> [PROBLEM TO SOLVE] Your task is to print all of the entries exactly, though the pictures should not be included.

> [DATA FOR THIS EXERCISE]
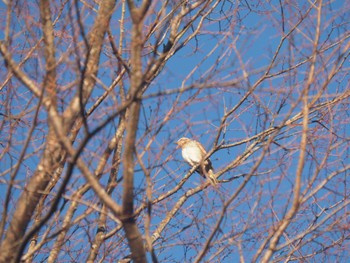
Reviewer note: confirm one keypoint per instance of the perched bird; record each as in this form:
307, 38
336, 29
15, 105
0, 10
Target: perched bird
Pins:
193, 153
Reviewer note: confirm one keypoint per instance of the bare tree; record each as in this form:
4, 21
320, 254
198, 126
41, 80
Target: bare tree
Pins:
94, 95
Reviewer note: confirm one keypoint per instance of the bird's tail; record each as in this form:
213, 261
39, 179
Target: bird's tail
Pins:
211, 176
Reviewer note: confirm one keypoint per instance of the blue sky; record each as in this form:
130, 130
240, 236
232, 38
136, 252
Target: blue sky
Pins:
255, 34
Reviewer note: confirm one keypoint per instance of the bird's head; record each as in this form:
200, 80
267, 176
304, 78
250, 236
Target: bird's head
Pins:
182, 141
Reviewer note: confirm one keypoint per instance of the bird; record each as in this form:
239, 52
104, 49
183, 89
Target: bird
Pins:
193, 153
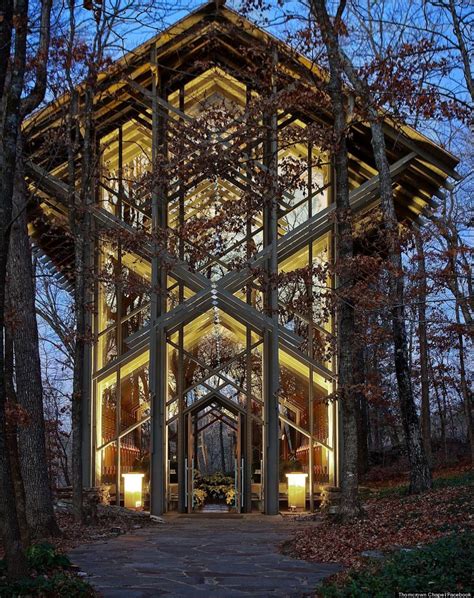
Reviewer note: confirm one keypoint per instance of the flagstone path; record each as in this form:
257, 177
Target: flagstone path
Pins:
218, 556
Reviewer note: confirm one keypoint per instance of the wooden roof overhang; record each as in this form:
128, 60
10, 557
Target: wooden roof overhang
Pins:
215, 36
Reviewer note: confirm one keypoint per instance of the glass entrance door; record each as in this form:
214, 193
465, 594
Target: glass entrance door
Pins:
214, 462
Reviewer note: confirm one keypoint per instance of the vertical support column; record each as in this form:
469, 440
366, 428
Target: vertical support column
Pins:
309, 291
270, 354
88, 410
337, 436
248, 427
182, 434
88, 441
158, 352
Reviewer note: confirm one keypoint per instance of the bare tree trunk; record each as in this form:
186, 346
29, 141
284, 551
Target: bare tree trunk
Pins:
12, 444
465, 390
423, 348
29, 388
350, 506
420, 474
9, 123
81, 225
362, 411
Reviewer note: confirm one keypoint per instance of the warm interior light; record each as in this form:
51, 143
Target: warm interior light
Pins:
133, 484
297, 490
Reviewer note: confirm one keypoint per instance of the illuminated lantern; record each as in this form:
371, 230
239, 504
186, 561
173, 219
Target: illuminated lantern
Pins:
133, 490
297, 490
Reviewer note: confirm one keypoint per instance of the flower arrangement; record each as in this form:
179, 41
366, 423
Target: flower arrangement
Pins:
217, 487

> [REPLY]
Reviewer note: confirm one keypoint per instance of the perched bird; record each as in this form:
307, 38
336, 29
15, 105
0, 10
Target: perched bird
Pins:
193, 153
Reviewer note: confirm one keypoint per instance of the bare tree; record each as in this form:
4, 21
320, 254
198, 126
41, 80
Target: bare tree
Pins:
94, 95
Reviewer note: confirm one keypoint per instance of the bird's tail; record each as in this form:
213, 261
39, 179
Target: bird's tail
Pins:
211, 176
Reviewer note: confirm one keypoint per instance of the blue sky; record each as in this form:
130, 130
240, 236
232, 38
136, 252
Target: blue sky
Pins:
255, 34
Reviewer note: confirm one keypoint per instance of the bird's head; record each as in this form:
200, 80
267, 176
304, 78
250, 236
Target: bird's head
Pins:
182, 141
Reviewer note: confirm one keypoint per instance of the bird; record each as in this form:
239, 52
104, 49
183, 89
Target: bird
Pins:
193, 153
Reviewer note: confirm one keypoint per instance of the flagstone path; record each as in this form:
257, 177
Target: flagstone path
Pins:
218, 556
Reviewer note: confirm one keypoint per instance of the wooden roof overhang; record each as in this form:
128, 60
10, 557
Target: wooden roof overhang
Pins:
215, 36
Reviewer note: confirm one keypoint per instance of the glass entrance door; record each as in this form:
214, 193
465, 594
Target: glass entrance door
Pins:
214, 462
Reviewer note: confirm one keypoint per instance of the vertical support column; record each as in this form:
469, 440
366, 428
Target: vertical support column
Pins:
309, 291
270, 354
88, 410
337, 436
248, 427
182, 434
88, 441
158, 352
Reviewer note: confirm one keypoint per instance of the bare tree trunk; record each as in this form:
186, 346
29, 141
284, 551
Target: bare tree trunk
Pins:
12, 444
465, 390
423, 348
29, 388
350, 506
420, 474
9, 123
81, 225
362, 411
Reviewer note: confirm one keypoint per instance of the warm interior light; record each as in this form:
51, 143
Target: warm interior light
Pins:
133, 484
297, 490
Reviewer note: confirm one keypoint per instance of the illuminated lantern; record each as in this form:
371, 230
239, 504
186, 561
173, 219
Target: illuminated lantern
Pins:
133, 490
297, 490
Reviewer note: confirm one keypoint per instance of the flower arrangement; record each as in this form:
179, 41
366, 423
Target: flower arrangement
Pins:
217, 487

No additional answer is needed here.